**WHAT YOU SHOULD DO:**
Count the lines in the records below that contain the word "meadow", treating uppercase and lowercase letters as different. Give only that number.

**GIVEN INFORMATION:**
———

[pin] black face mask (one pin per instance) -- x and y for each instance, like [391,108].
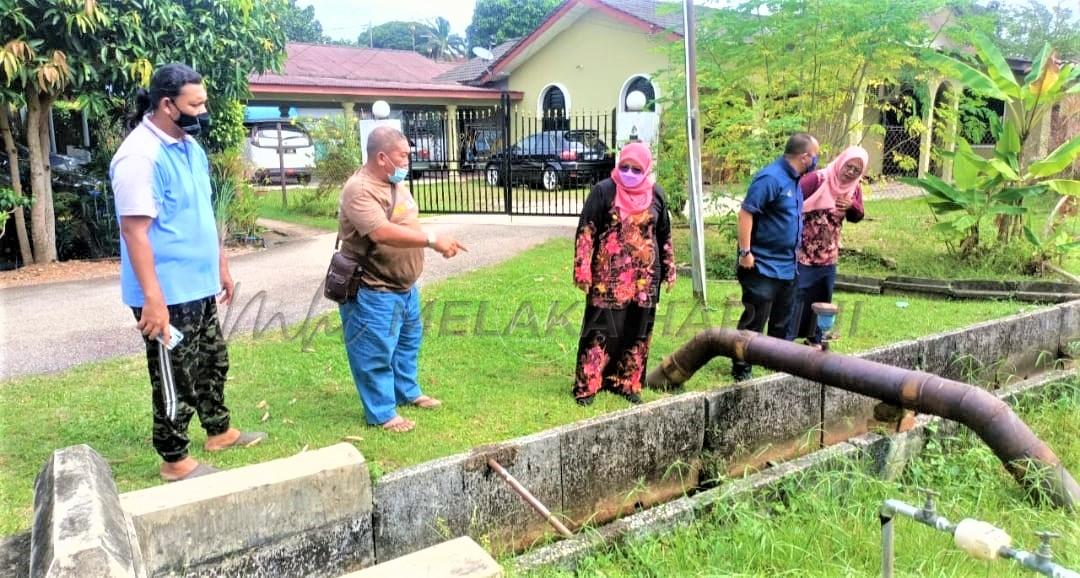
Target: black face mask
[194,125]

———

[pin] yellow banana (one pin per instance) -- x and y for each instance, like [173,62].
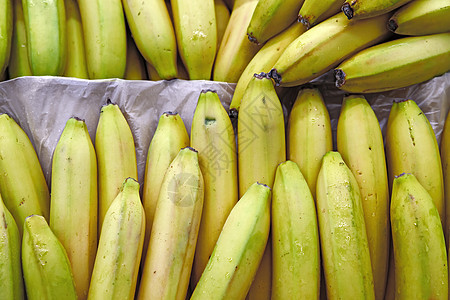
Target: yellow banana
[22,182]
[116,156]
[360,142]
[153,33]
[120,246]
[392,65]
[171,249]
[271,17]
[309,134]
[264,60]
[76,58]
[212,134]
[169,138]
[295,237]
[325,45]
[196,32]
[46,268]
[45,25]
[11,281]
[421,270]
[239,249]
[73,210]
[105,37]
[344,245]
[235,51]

———

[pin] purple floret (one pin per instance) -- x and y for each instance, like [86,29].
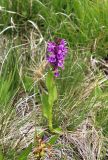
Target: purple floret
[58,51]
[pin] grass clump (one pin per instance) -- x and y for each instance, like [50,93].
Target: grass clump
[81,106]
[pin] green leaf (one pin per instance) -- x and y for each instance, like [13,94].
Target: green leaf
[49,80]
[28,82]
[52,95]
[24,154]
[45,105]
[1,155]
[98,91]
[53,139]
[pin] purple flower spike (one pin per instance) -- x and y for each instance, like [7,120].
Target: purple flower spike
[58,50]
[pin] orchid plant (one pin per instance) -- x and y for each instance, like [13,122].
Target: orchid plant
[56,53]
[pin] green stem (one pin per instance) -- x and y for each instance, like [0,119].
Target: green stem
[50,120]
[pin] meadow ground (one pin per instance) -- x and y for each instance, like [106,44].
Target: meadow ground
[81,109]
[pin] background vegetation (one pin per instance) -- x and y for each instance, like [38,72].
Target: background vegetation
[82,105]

———

**RESULT FOR THIS EXERCISE:**
2